# WHAT THE EXERCISE ASKS:
Without omitting anything, retype the data that follows.

[Records contained in a dataset]
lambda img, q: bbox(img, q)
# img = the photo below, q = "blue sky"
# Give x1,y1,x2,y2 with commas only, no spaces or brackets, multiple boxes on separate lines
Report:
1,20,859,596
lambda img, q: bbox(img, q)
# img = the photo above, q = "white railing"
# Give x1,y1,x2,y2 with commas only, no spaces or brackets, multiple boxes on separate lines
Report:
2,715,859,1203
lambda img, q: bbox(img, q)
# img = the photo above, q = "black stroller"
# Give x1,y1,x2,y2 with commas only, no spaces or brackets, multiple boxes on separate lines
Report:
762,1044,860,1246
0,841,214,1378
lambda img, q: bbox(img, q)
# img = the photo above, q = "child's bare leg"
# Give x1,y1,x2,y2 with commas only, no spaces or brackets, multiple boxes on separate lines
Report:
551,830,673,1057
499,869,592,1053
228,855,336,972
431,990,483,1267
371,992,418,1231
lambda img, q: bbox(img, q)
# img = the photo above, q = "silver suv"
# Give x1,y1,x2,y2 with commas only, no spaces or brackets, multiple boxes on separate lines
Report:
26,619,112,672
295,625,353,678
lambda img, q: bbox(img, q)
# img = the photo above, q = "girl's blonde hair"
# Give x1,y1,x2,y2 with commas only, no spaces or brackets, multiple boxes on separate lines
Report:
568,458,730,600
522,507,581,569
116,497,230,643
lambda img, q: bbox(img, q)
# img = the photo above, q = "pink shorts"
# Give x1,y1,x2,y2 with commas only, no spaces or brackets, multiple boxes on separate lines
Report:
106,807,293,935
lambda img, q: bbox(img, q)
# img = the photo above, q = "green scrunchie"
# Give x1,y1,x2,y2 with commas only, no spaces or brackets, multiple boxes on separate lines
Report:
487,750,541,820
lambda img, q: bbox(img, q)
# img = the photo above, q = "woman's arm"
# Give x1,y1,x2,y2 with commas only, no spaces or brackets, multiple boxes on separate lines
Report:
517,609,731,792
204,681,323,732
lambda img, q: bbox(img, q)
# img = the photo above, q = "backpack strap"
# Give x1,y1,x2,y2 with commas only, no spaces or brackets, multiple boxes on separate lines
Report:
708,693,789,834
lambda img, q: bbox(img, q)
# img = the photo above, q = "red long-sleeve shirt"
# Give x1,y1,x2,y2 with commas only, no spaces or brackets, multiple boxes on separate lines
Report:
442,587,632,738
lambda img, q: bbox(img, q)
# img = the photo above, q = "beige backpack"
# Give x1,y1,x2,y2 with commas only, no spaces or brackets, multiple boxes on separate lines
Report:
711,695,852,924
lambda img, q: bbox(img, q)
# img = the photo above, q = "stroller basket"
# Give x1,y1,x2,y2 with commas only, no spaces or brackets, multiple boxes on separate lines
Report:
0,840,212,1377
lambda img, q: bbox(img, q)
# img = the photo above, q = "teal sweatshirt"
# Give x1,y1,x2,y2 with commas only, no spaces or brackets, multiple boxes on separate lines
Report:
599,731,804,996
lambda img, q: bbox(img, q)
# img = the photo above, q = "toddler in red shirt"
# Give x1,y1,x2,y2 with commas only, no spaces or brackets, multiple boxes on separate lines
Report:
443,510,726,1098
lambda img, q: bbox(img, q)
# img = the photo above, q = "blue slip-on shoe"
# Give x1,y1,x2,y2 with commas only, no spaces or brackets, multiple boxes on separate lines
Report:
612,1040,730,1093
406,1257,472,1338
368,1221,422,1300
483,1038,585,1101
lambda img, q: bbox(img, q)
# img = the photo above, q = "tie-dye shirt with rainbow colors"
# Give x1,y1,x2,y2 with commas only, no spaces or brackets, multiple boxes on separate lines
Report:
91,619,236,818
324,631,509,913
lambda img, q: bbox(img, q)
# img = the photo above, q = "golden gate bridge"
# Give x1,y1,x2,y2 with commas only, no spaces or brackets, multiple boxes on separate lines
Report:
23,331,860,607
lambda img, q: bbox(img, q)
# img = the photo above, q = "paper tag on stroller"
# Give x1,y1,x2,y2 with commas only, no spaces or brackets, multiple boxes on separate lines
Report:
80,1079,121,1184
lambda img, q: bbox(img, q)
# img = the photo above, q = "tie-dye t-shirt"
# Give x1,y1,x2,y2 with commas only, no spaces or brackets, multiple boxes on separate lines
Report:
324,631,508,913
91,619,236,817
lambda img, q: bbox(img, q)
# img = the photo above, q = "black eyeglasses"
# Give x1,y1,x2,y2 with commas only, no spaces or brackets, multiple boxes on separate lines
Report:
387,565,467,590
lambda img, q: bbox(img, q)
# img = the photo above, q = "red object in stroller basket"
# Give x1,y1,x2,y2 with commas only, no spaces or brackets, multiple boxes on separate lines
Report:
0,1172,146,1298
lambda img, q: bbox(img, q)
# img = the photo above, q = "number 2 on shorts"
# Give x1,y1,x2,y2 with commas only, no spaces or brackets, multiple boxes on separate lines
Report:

# SOLUTION:
lambda img, q: bbox(img, q)
# img = the photo below, q = "blue sky"
# Give x1,y1,x2,y2 with commas only, no spaces or brackets, multiple boxes on separate lines
Report:
1,20,859,596
lambda img, q: bbox(img, q)
# img = the photo above, q = "white railing"
# Give x1,y1,x2,y2 with commas only, no spaces or brackets, multiple boxes on separate lines
Report:
2,715,859,1203
lambda img, q: bbox(img, q)
# img = the photo above, q = "black stroller"
# Give x1,y1,x2,y2 with commas only, no spaces or brackets, multiple boxes on separate lines
Report:
762,1044,860,1246
0,841,214,1378
lambda img, q: bbox(img, q)
# img = the photo above, q = "child's bare leg"
# Give x1,y1,x2,y2 with commas only, no spaces or brackets, multiple boxes on separate lines
Report:
551,830,673,1057
499,869,592,1053
228,855,336,972
431,990,483,1267
371,992,418,1231
lambda img, q: bbox(img, q)
# img = the photo above, q = "silver suv"
# Give x1,y1,x2,y2 with commas only, no spaces or brackets, multiple boxes on separate lines
Report:
26,619,112,672
295,625,353,678
lambda img, q: bbox(img, q)
# img = the photo above, q = "girl's blonde hair"
# Give x1,y1,x2,y2 with commas only, no spaces or brackets, multiple boxes on separate lines
Report:
568,458,730,600
522,507,581,569
116,497,230,643
lambda img, q: bbox(img, q)
# img = the photo above, q = "pink shorts"
# Give x1,y1,x2,y2 with commas only, no spaces or brackets, multiple boxes on separate lines
Report:
106,807,293,935
lambda img, q: bbox(img, q)
# img = the photo above, q = "green scrunchie"
# Give x1,y1,x2,y2 with commas only, no spaces or brackets, multiple boxes on separate lines
Report:
487,750,541,820
lambda img, q: bbox(img, q)
# img = the photo above, q = "woman's arm"
# Give x1,y1,x2,y2 with commas only, no spaces or brackets, multiple boxes on separate lines
Report:
517,609,731,792
204,681,323,732
lambda img, q: bbox(img, q)
# img = the photo above, q = "backpack strap"
# Give x1,y1,x2,y2 with commas only, no spaces or brackets, multiple boxes on separate lines
Report:
708,693,789,834
lambda img, q: bbox(img, q)
# img = the photo above, q = "red long-sleeve shirt"
# Give x1,y1,x2,y2 with commas only, no spaces or brackets, multiple boxes on separate lines
Report:
442,587,632,738
lambda img, q: bbox(img, q)
# img = the photo above, q = "beige backpack"
# Give x1,y1,x2,y2 with commas only, no spaces or brackets, multiple boxes on separate lines
Report:
711,695,852,924
lambda img, q: bbox(img, q)
# img = the photo above, q = "stroller basket"
# Give x1,y1,x2,y2 with commas only, no spaces or brackets, multiple boxes on separate lines
Report:
0,840,212,1377
lambda img, q: bbox(img, q)
# img = the photo above, q = "teal sweatshirt"
# Give x1,y1,x2,y2 with commas only, no spaces or brackets, multiple boxes on separate lines
Report:
599,731,804,996
lambda img, q: bbox(img, q)
# img = the photo above, q = "toddler in red shirt"
# Give x1,y1,x2,y2 with commas only, no spaces or brackets, multiple boxes on separate lines
Report:
443,510,726,1098
lambda img, q: bbox(img, q)
# img = the photo above, q = "blue slip-on shoe"
# Give x1,y1,x2,y2 with commas only, no spaces or brackets, multiple boxes on separate lines
Report:
612,1040,730,1093
406,1257,472,1338
368,1221,422,1300
483,1038,585,1101
lambda img, q: bbox(img, q)
# img = the photo above, q = "tie-dye shirt with rainbow colors"
# Give x1,y1,x2,y2 with commas only, no spaces or brackets, multiple boxes on separate lines
Report:
91,619,236,818
324,631,509,913
lambda img, q: bbox(img, q)
# img = the photo above, q = "golden gate bridge"
# Give x1,y1,x2,y2 with commas only, no spaces or brackets, multiple boxes on separate lines
Report:
23,331,860,607
lambda img, q: bbox(img, q)
# img = the photo above, q = "paper tag on stroller"
# Give x1,y1,x2,y2 with commas only, no spaces or brackets, multiple boxes on separate lines
Report:
80,1079,121,1184
lambda img, q: bbox(img, q)
# img = the photo above, q = "tie-dye t-shirt"
# Give x1,y1,x2,y2 with commas only, no spaces or brackets, multiple boxes on separate lines
Report:
324,631,508,913
91,619,236,817
lambda img, q: bbox(img, q)
# img = the photo above, q = "black eyeglasses"
# Give x1,y1,x2,y2 with commas only, no spaces or brackets, multiple boxes on separate lines
Report:
387,565,467,590
lambda img, q: bbox(img, q)
# img = the photo above, q = "red object in stroller basket"
# Give x1,y1,x2,y2 with commas only, no spaces or brackets, multiple boxes on separate lines
Report:
0,1172,146,1298
lambda img, q: bbox(img, q)
# img = the photo above, q = "number 2 on shorts"
# Give x1,y1,x2,y2 with commas only, no spaces or brackets, multiple boxes on separate lines
Report:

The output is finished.